De um lado, O Criado, ficção do norte-americano Joseph Losey que perturbou público e crítica desde quando lançado em 1963. Dentro do cinema da época, parecia um corpo estranho: narrativa voltada ao inconsciente dos personagens, atmosfera onírica, sentimentos ambíguos, insinuações de incesto, homossexualidade e perversão. Isso num drama aparentemente simples de um novo rico que contrata um empregado para cuidar de sua mansão. Do outro lado, há Santiago, documentário do brasileiro João Moreira Salles inicialmente moldado para falar do mordomo do diretor, mas que acabou se tornando um filme sobre o próprio diretor - ou, mais que isso: um filme sobre sua relação com o mordomo. Uma trama ficcional, outra real. Mecanismos distintos para tentar transmitir a idéia de que existe um abismo que separa a serventia do patronato.
No filme de Losey, o mordomo (Dirk Bogarde) já chega nas primeiras cenas discretamente impondo seus conceitos e idéias à morada do patrão (James Fox). Se a relação dos dois desde então parece ser distanciada, não vai demorar para ela se tornar muito próxima, devido não só às maquinações manipuladoras do empregado, mas também à fragilidade e passividade do patrão. Losey passa metade de O Criado criando a ambientações, mostrando ao espectador o desenrolar da relação dos protagonistas. Quando entra em cena um terceiro elemento (a suposta irmã do criado), o clima pesa, e já torna-se perceptível que os rumos a serem tomados não serão tão simples quanto a introdução fazia antever. Losey é da geração de grandes diretores adorados pelos franceses da Cahiers du Cinema, e não por pouco. Seu cinema transpira personalidade e vigor, muito disso saído de uma forte presença da câmera nos momentos mais tremulantes de seus personagens.
O Criado, de Joseph Losey
Isso fica patente na segunda metade de O Criado, quando a verdade sobre o mordomo é revelada a um impassível patrão ao lado de sua noiva. É interessante que este momento, dentro do filme, seja resolvido pelas duas molas-mestres do cinema: o som (risos e palavras de teor sexual) e o movimento (a sombra do criado no alto da escada, primeiro ausente, depois surgindo de dentro do quatro, para em seguida voltar ao aposento). É dessa fissão puramente cinematográfica e de contornos expressionistas que Losey vai inverter as posições. O empregado passa a comandar, e o patrão obedece. Existe aqui um certo teor político, em especial na questão das relações de poder mas tudo se fixa mais na seara do delírio. Uma festa será convocada, e nela se perceberá as nuances de uma relação doentia entre os dois homens. Bogarde não mais deve obediência ao chefe. Ele quer mandar, e isso não era escondido em momento algum - não é por outro motivo que ele se esbaldava com a "irmã" no quarto do patrão.
Joseph Losey jamais transforma O Criado num comentário puramente social ou denuncista. O filme nunca se propõe a ser qualquer tipo de retrato autêntico ou mesmo imaginativo sobre a exploração do assalariado. A produção está mais próxima da materialização de um pesadelo. Pesadelo de dor e sofrimento a partir de jogos de dominação e desrespeito. Quando os papéis se invertem, Bogarde não se transforma simplesmente em patrão, e Fox, em empregado. O primeiro começa a agir como patrão, e o segundo, como empregado. A ação, neste caso, pode ser muito mais sedutora para um e destruidora para outro do que a ascensão ou queda de um status.

****************************************

> Tarefa curta A: Retorne a parte do trecho sobre O Criado e Santiago que vai de "Joseph Losey jamais" a "de um status.", inclusive.
> Tarefa curta B:
Com base no trecho sobre O Criado e Santiago, responda:
(i) Em que ano O Criado foi lançado?
(ii) Que ator interpreta o mordomo no filme de Losey?
(iii) De que a produção de Losey está mais próxima, segundo o texto?
> Tarefa curta C: Segundo o trecho sobre O Criado e Santiago, por que a relação entre o mordomo e o patrão, no filme de Losey, logo se torna muito próxima? Explique em uma a três frases.

> Material de origem:
****************************************

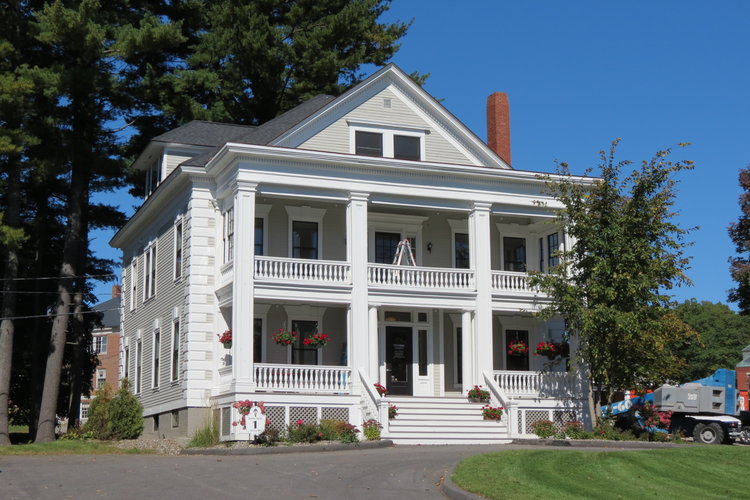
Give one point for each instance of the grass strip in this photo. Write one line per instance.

****************************************

> Resposta correta A:
Joseph Losey jamais transforma O Criado num comentário puramente social ou denuncista. O filme nunca se propõe a ser qualquer tipo de retrato autêntico ou mesmo imaginativo sobre a exploração do assalariado. A produção está mais próxima da materialização de um pesadelo. Pesadelo de dor e sofrimento a partir de jogos de dominação e desrespeito. Quando os papéis se invertem, Bogarde não se transforma simplesmente em patrão, e Fox, em empregado. O primeiro começa a agir como patrão, e o segundo, como empregado. A ação, neste caso, pode ser muito mais sedutora para um e destruidora para outro do que a ascensão ou queda de um status.

> Resposta correta B:
(i) Em 1963.
(ii) Dirk Bogarde.
(iii) Da materialização de um pesadelo.

> Resposta correta C: A relação se torna muito próxima por causa das maquinações manipuladoras do empregado. Contribuem também a fragilidade e a passividade do patrão.